Requirement: With the pictures omitted, set down exactly the lines from the one that contains "Class, indicate each instance of the wooden beam" through the last line of the data.

Provided material:
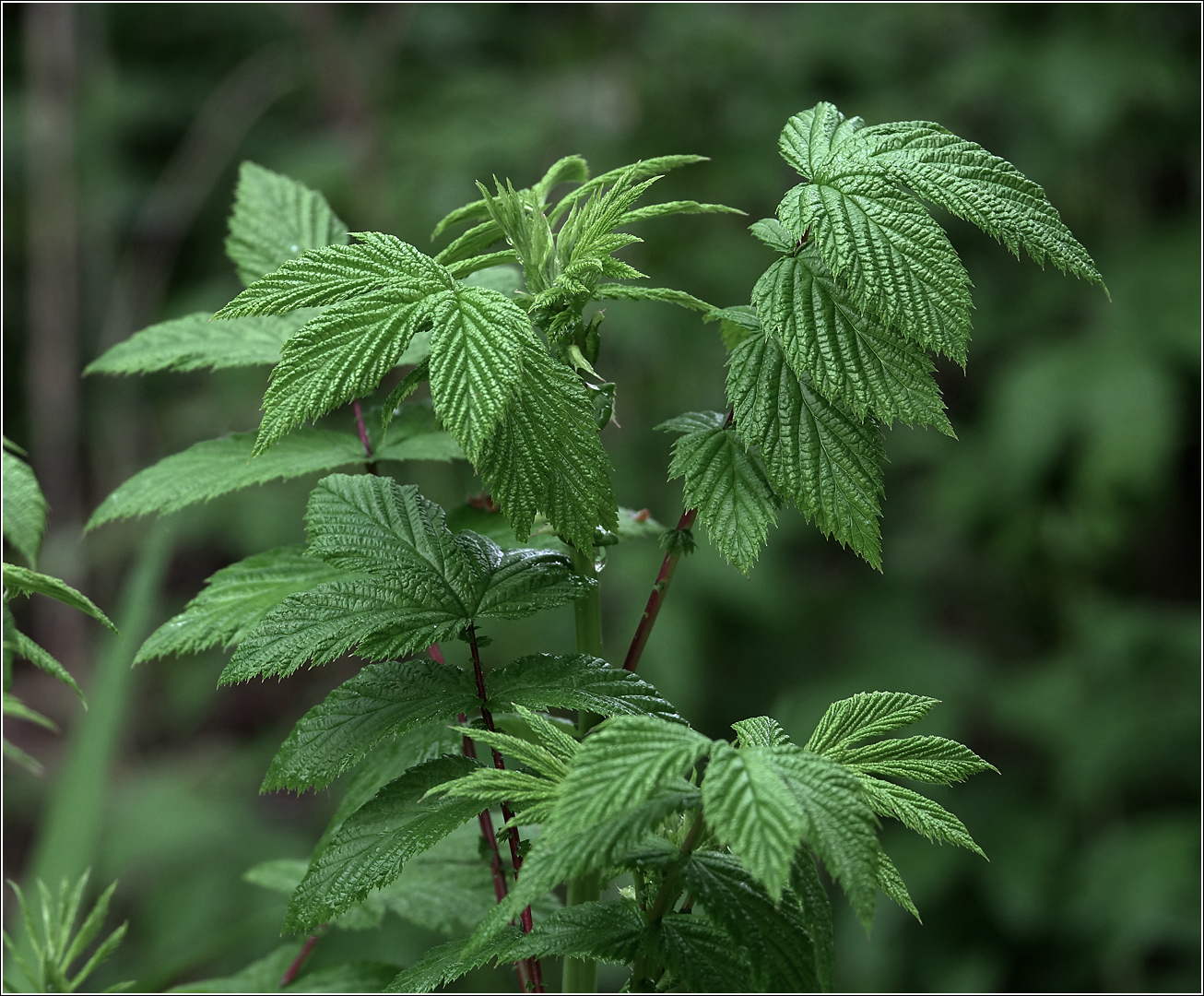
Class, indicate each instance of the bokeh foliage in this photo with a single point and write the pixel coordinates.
(1041, 572)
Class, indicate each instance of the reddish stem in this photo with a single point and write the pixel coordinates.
(657, 598)
(364, 436)
(507, 814)
(295, 967)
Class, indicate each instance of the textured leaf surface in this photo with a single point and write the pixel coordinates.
(972, 184)
(917, 813)
(546, 456)
(196, 342)
(867, 715)
(725, 484)
(235, 600)
(275, 219)
(20, 581)
(777, 933)
(373, 845)
(577, 682)
(921, 759)
(838, 823)
(215, 468)
(750, 810)
(826, 460)
(24, 507)
(382, 701)
(624, 763)
(851, 358)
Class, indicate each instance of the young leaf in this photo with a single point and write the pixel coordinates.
(578, 682)
(921, 759)
(972, 184)
(778, 935)
(196, 342)
(235, 600)
(275, 219)
(867, 715)
(917, 813)
(546, 456)
(602, 931)
(838, 822)
(624, 761)
(750, 810)
(20, 581)
(215, 468)
(373, 845)
(725, 484)
(850, 357)
(382, 701)
(24, 507)
(815, 453)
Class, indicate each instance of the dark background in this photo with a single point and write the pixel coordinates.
(1042, 574)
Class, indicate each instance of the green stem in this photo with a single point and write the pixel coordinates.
(581, 975)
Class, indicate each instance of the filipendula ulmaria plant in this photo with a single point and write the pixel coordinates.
(715, 842)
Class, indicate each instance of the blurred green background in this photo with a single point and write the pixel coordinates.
(1042, 572)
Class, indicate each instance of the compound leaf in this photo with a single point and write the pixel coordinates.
(24, 507)
(275, 219)
(371, 848)
(731, 492)
(382, 701)
(826, 460)
(197, 342)
(235, 600)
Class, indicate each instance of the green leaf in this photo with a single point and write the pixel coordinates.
(700, 955)
(749, 807)
(777, 935)
(425, 585)
(760, 731)
(275, 219)
(382, 701)
(24, 507)
(601, 931)
(546, 456)
(923, 759)
(197, 342)
(972, 184)
(215, 468)
(373, 845)
(917, 813)
(448, 963)
(478, 349)
(18, 709)
(621, 291)
(867, 715)
(235, 600)
(822, 457)
(20, 581)
(850, 357)
(727, 487)
(625, 761)
(838, 822)
(577, 682)
(891, 883)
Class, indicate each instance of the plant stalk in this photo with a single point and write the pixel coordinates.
(657, 598)
(364, 437)
(581, 975)
(534, 968)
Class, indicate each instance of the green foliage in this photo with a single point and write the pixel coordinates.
(54, 942)
(24, 507)
(727, 487)
(276, 219)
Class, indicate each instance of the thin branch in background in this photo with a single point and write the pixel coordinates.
(668, 565)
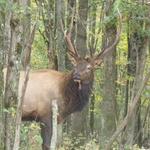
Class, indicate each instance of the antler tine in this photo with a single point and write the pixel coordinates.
(72, 51)
(105, 51)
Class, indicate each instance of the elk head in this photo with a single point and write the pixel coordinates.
(84, 67)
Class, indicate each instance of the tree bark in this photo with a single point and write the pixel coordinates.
(79, 119)
(109, 104)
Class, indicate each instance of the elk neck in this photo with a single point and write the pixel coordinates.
(75, 98)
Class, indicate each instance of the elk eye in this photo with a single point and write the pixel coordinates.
(88, 67)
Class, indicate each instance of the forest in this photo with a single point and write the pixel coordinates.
(100, 49)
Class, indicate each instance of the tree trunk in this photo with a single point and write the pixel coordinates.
(109, 104)
(61, 51)
(79, 119)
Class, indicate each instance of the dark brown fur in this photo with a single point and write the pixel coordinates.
(74, 97)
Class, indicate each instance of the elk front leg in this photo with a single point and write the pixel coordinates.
(46, 132)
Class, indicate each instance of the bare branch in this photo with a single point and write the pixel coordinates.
(129, 114)
(107, 50)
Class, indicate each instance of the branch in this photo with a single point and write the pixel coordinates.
(129, 114)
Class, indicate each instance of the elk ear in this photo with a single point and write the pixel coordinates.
(72, 59)
(96, 62)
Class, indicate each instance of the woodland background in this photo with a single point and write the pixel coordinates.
(119, 82)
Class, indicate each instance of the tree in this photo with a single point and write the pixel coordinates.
(79, 119)
(108, 106)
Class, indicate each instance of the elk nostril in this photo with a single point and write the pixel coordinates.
(76, 76)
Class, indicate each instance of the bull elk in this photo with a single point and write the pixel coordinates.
(71, 90)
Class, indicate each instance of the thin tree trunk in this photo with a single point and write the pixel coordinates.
(79, 119)
(109, 104)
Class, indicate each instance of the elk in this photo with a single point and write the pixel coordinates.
(71, 90)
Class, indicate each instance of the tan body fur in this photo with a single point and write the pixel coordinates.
(42, 88)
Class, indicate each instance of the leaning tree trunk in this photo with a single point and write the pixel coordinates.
(1, 78)
(138, 44)
(61, 52)
(108, 106)
(80, 119)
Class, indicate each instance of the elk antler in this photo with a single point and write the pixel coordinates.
(72, 51)
(107, 50)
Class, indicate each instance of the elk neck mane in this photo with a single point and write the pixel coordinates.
(74, 98)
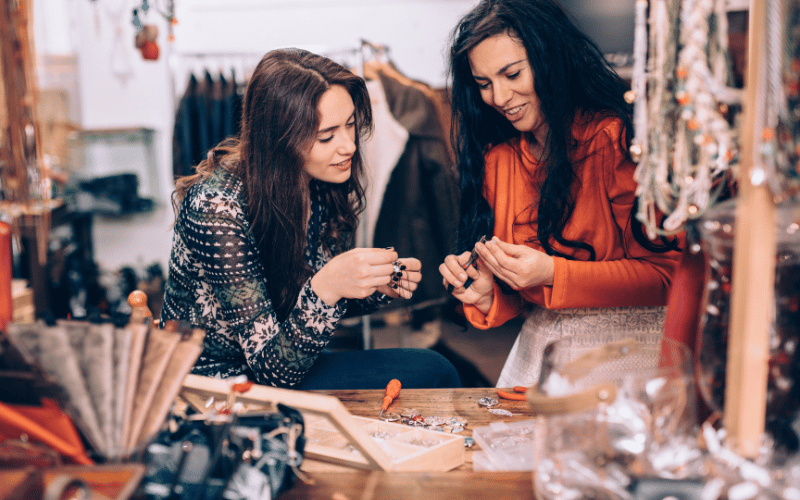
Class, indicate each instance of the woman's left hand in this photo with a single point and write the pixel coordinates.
(407, 282)
(518, 265)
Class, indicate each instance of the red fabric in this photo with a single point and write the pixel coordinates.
(685, 300)
(6, 301)
(624, 273)
(45, 424)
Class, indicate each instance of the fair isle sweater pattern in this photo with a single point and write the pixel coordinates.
(216, 281)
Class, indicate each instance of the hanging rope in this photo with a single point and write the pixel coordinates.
(683, 140)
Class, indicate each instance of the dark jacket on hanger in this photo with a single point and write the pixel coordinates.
(419, 211)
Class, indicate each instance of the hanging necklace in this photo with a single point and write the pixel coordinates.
(683, 142)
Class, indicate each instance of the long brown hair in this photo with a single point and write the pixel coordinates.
(279, 124)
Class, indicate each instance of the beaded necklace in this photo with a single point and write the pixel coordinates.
(683, 140)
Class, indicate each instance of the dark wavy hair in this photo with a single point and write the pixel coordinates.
(279, 124)
(571, 76)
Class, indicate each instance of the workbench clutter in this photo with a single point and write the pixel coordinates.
(225, 454)
(118, 382)
(613, 411)
(334, 436)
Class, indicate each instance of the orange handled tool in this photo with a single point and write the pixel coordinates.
(392, 390)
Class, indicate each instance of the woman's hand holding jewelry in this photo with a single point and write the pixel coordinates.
(404, 279)
(355, 274)
(480, 293)
(518, 265)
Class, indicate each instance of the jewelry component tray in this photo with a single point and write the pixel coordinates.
(335, 436)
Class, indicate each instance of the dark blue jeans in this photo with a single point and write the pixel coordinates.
(373, 369)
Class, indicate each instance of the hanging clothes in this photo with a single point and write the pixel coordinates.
(419, 209)
(208, 112)
(381, 151)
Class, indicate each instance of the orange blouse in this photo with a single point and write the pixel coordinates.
(623, 274)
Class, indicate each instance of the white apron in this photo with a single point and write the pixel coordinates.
(597, 326)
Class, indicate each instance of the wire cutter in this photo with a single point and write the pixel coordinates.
(473, 257)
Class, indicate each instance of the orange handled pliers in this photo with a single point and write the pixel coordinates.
(517, 395)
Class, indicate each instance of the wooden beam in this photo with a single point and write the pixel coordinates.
(753, 264)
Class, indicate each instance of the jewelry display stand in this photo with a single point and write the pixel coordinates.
(335, 436)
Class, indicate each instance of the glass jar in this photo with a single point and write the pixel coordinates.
(717, 229)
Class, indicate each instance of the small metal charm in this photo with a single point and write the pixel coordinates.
(409, 413)
(487, 402)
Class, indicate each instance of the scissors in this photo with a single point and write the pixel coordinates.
(473, 257)
(517, 395)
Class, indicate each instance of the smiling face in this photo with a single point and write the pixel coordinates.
(331, 153)
(504, 76)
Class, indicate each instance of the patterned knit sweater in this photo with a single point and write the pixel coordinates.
(216, 282)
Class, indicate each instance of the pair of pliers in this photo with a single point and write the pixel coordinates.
(517, 395)
(473, 257)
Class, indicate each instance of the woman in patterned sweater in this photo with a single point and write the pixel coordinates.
(260, 255)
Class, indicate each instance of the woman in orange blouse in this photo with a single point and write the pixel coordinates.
(542, 137)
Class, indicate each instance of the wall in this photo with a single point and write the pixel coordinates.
(117, 89)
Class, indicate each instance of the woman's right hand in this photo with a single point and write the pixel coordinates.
(354, 274)
(480, 293)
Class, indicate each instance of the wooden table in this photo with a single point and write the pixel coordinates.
(352, 484)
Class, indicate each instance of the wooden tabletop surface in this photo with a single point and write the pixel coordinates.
(340, 483)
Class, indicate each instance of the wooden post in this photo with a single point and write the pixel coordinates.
(753, 264)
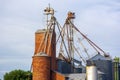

Output of the exercise:
Class, indicate each instance of the wooden beam in this photo with a single point and write the pixel coordinates.
(753, 264)
Class, indicate each instance of the jewelry display stand in this photo with a single point and write the pixel coordinates.
(335, 436)
Class, indicate each instance of the glass jar in this photo with a single point and write the pixel coordinates.
(717, 229)
Class, indicate each instance of the small metal charm in this photo with a single point and write the pixel coordinates.
(409, 413)
(487, 402)
Class, indicate each instance of the scissors in this photo with a single point and write the pixel coordinates.
(473, 257)
(517, 395)
Class, indicate each instance of the smiling face in this photo with a single point and write the pixel coordinates.
(331, 153)
(504, 76)
Class, indicate each instance of the patterned knit sweater in this photo with a single point and write the pixel coordinates.
(216, 282)
Class, indicate each instance of the pair of pliers in this photo with a single point and write the pixel coordinates.
(517, 395)
(473, 257)
Class, indicate each instance of the woman in patterned sweater in this photo with a single point and write the pixel coordinates.
(260, 255)
Class, indicate each instance of the woman in orange blouse in this photo with a single point and write the pixel coordinates.
(542, 137)
Class, indicate each instance of the wall in this photo with a single point and write the pixel coordinates.
(117, 89)
Class, indicate each instance of the woman's right hand in this photo with a single point and write the pixel coordinates.
(354, 274)
(480, 293)
Class, indicate each instance of the wooden table in this photo with a single point and write the pixel coordinates.
(352, 484)
Class, indicate each instance of the wooden tabletop surface in this photo with a single point and write the pixel coordinates.
(340, 483)
Class, indicate each instance of the wooden post in this photo with a single point and write the pixel coordinates.
(753, 264)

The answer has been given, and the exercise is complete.